### QUOTED TEXT

Floods have shut down Yellowstone National Park’s Grand Loop Road and caused damage in adjacent towns. Portions of the park where the road has washed away may not reopen to vehicles this season. This is grievous news for those planning to visit and for businesses dependent on them, as well as for those who suffered property damage, but miraculously, no one was killed or injured by the flooding. Let’s use this pause to rethink how we visit the park.
As it happens, I was in Yellowstone recently, and although it was rainy, it was business as usual for June, otherwise known as bear jam season. Within a couple of minutes of entering the park, I found a mess of cars and RVs crammed into pull-offs at odd angles and others idling, with passengers rubbernecking precariously for cellphone pics. Frenzied pedestrians, abandoning their vehicles without a thought for those behind them, darted across the road to join the elbowing throngs on the shoulder. National Park Service employees were already on the scene, keeping cars moving and spectators safe, all with tired politeness. After several minutes in traffic, I glimpsed the attraction: a mother bear with cubs, foraging along the tree line. A few miles on, I encountered another bear jam, and another after that.

### WRITTEN EXERCISE 1
Format the segmentation records below as a Markdown table with the columns Row and Line, numbering each line and leaving out blank lines and the pictures.

### ROWS
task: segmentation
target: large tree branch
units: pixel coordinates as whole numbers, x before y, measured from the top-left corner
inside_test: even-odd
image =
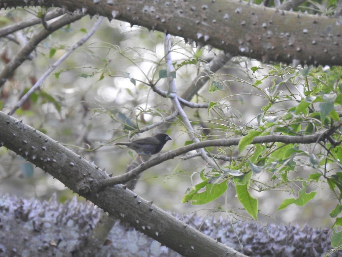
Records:
[[[251,142],[252,144],[275,143],[285,144],[311,144],[323,141],[329,137],[334,132],[337,128],[327,130],[323,132],[317,133],[312,135],[306,136],[287,136],[270,135],[255,137]],[[201,141],[180,147],[159,155],[152,160],[141,163],[130,171],[119,176],[109,178],[100,182],[99,188],[122,184],[134,179],[136,176],[147,169],[159,164],[168,160],[200,148],[210,146],[231,146],[237,145],[240,138],[216,139]]]
[[[121,186],[92,191],[93,185],[108,178],[105,171],[22,121],[0,112],[0,146],[3,146],[105,211],[182,255],[245,256],[188,227]]]
[[[79,20],[83,16],[81,13],[75,13],[72,15],[67,14],[58,20],[52,23],[49,26],[48,30],[45,28],[42,29],[39,32],[34,36],[0,72],[0,87],[6,82],[6,80],[12,76],[16,69],[26,60],[31,52],[35,50],[38,44],[42,40],[46,38],[54,31]]]
[[[340,18],[288,12],[235,0],[32,0],[30,4],[82,10],[210,45],[264,62],[294,60],[340,65]],[[26,5],[0,0],[0,7]]]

### WRITTEN EXERCISE 2
From the Yellowstone piece above, extract everything from "Floods have shut" down to "visit the park.", copied word for word.

### SOLUTION 1
| Row | Line |
|---|---|
| 1 | task: segmentation |
| 2 | target: large tree branch |
| 3 | units: pixel coordinates as whole numbers, x before y, measured from the top-left corner |
| 4 | inside_test: even-odd |
| 5 | image = |
| 6 | Records: |
| 7 | [[[251,142],[252,144],[275,143],[285,144],[311,144],[323,141],[329,137],[334,132],[337,128],[327,130],[323,132],[317,133],[312,135],[306,136],[287,136],[270,135],[255,137]],[[201,141],[180,147],[159,155],[152,160],[141,163],[130,171],[119,176],[109,178],[100,182],[99,188],[122,184],[134,179],[136,176],[147,169],[159,164],[168,160],[200,148],[210,146],[231,146],[237,145],[240,138],[216,139]]] |
| 8 | [[[121,186],[92,191],[93,185],[108,178],[105,171],[22,121],[0,112],[0,146],[3,146],[105,211],[182,255],[245,256],[188,227]]] |
| 9 | [[[79,20],[83,16],[81,13],[75,13],[72,15],[67,14],[58,20],[52,23],[49,26],[48,30],[45,28],[42,29],[39,32],[34,36],[0,72],[0,87],[6,82],[6,80],[12,76],[16,69],[26,60],[31,52],[35,50],[38,44],[42,40],[46,38],[54,31]]] |
| 10 | [[[340,18],[288,12],[235,0],[32,0],[30,4],[82,10],[210,45],[264,62],[294,60],[340,65]],[[26,5],[0,0],[0,7]]] |

### SOLUTION 2
Floods have shut down Yellowstone National Park’s Grand Loop Road and caused damage in adjacent towns. Portions of the park where the road has washed away may not reopen to vehicles this season. This is grievous news for those planning to visit and for businesses dependent on them, as well as for those who suffered property damage, but miraculously, no one was killed or injured by the flooding. Let’s use this pause to rethink how we visit the park.